╭──
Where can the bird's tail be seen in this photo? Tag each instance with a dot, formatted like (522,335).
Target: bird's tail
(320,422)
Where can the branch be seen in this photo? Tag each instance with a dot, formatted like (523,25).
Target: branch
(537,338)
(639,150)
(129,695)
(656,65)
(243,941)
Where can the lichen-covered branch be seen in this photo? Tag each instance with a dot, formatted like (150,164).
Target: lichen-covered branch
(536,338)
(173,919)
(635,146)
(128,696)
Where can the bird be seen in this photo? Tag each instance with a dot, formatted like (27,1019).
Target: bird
╰──
### OPIS ZADANIA
Ułóż wszystkie wiersze powyższego listingu jako tabelę Markdown z kolumnami „Nr” (kolejny numer wiersza) i „Wiersz” (jego treść). Puste wiersze pomiń.

### WYNIK ĆWICZENIA
| Nr | Wiersz |
|---|---|
| 1 | Where can the bird's tail be seen in this photo? Tag each instance with a dot, formatted like (522,335). |
| 2 | Target: bird's tail |
| 3 | (320,422) |
| 4 | Where can the branch be seen in this photo? Tag each instance with a dot, formatted like (523,25). |
| 5 | Target: branch |
| 6 | (537,338) |
| 7 | (639,150) |
| 8 | (129,695) |
| 9 | (656,65) |
| 10 | (243,941) |
| 11 | Where can the lichen-covered branch be seen in this photo? Tag each instance with a dot, formatted like (150,164). |
| 12 | Target: lichen-covered branch |
| 13 | (536,338) |
| 14 | (173,919) |
| 15 | (635,146) |
| 16 | (128,696) |
| 17 | Where can the bird be seen in this photo? Tag each instance with a dot, formatted like (27,1019). |
| 18 | Target: bird |